(Saved entries)

start

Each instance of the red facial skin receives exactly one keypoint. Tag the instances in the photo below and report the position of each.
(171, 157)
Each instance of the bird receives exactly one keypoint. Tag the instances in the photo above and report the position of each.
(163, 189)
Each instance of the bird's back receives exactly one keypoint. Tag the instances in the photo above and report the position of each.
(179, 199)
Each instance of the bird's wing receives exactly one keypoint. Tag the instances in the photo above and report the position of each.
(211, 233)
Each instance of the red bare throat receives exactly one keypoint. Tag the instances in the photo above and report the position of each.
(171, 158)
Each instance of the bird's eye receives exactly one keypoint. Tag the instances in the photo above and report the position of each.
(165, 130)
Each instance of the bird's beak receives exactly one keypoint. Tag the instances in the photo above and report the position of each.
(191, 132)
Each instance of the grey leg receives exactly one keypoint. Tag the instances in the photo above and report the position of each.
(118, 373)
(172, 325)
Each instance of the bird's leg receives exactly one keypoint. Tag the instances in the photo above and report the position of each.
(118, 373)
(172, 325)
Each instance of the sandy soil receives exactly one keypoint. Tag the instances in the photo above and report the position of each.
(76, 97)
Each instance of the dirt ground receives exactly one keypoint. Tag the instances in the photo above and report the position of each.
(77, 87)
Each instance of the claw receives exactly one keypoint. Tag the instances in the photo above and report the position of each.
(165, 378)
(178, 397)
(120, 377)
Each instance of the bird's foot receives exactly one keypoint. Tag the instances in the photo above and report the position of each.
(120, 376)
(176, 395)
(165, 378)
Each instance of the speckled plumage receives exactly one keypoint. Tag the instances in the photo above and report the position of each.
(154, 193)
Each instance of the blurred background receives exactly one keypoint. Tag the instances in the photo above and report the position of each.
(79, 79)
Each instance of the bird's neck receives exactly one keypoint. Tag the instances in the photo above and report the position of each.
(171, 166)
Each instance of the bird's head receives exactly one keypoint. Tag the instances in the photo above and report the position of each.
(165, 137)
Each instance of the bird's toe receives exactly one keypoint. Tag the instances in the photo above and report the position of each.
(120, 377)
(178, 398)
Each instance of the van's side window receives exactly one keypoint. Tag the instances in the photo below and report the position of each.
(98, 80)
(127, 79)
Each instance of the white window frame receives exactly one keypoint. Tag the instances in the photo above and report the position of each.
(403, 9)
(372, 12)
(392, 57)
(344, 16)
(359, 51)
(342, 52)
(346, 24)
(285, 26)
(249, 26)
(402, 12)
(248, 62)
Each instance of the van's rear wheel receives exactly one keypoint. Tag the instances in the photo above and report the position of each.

end

**Objective:** Copy the material above, line for line.

**The result:**
Each instance of the red facial skin receives exactly one keypoint. Tag the instances in the photo below and report the position of each.
(171, 157)
Each instance of the bird receives exactly one keypoint. Tag the instances in the photo above and report the position of each.
(163, 189)
Each instance of the bird's back receives exactly one keypoint. Tag the instances in the photo above and report the position of each.
(179, 199)
Each instance of the bird's wing receives exactly one keypoint. Tag the instances in the photo above and report the position of each.
(211, 233)
Each instance of the red bare throat receives exactly one keypoint. Tag the instances in the photo above and report the position of each.
(171, 158)
Each instance of the bird's eye receives exactly one keypoint. Tag the instances in the photo above and report the position of each.
(165, 130)
Each instance of the bird's beak receives exactly one keypoint. Tag the instances in the photo above and report the position of each.
(191, 132)
Each instance of the grey leg receives exactly one keypoint. Tag the instances in the photo above and report the position of each.
(118, 373)
(172, 325)
Each instance of the bird's leg receives exactly one keypoint. Tag the instances in the photo above and report the position of each.
(118, 373)
(172, 325)
Each instance of the sandy soil receives exactly one keypoint. Tag the instances in the photo above and report the position of each.
(76, 97)
Each instance of the dirt ground receives exactly one keypoint. Tag the instances in the photo above and report the position of each.
(77, 87)
Each instance of the claw receives exactly one keypoint. Tag the instances in the photo above and report the position of each.
(165, 378)
(178, 397)
(120, 377)
Each instance of the bird's foot receives exactly one keypoint. Tag the instances in the photo above and report the position of each.
(120, 376)
(176, 395)
(165, 378)
Each instance of the speckled plumage receives exactly one keypoint. Tag the instances in the photo above and report the position of each.
(154, 193)
Each instance of the blurred background receives exactly one keypoint. Tag the instances in the photo above and report the position of each.
(79, 79)
Each instance of the bird's neck receives exactly one keypoint. Tag the instances in the photo above and report the position of each.
(171, 166)
Each instance of the bird's head receives exactly one keypoint. Tag the instances in the photo above and report the position of each.
(165, 137)
Each instance of the bird's toe receives exactly one keypoint. Tag the instances in the photo above and report the position of each.
(120, 377)
(178, 398)
Each instance of the van's side window receives exactly one keypoint. Tag the instances in the photo below and report the position of each.
(98, 80)
(127, 79)
Each instance of the white window frame receives exactly one keypoint. Tag the instances in the photo above and report the position of each.
(403, 9)
(372, 12)
(392, 57)
(344, 16)
(359, 51)
(342, 52)
(346, 24)
(285, 26)
(249, 26)
(402, 12)
(248, 62)
Each instance of the van's rear wheel receives exactly one keypoint. Tag the instances in the photo above and report the position of each.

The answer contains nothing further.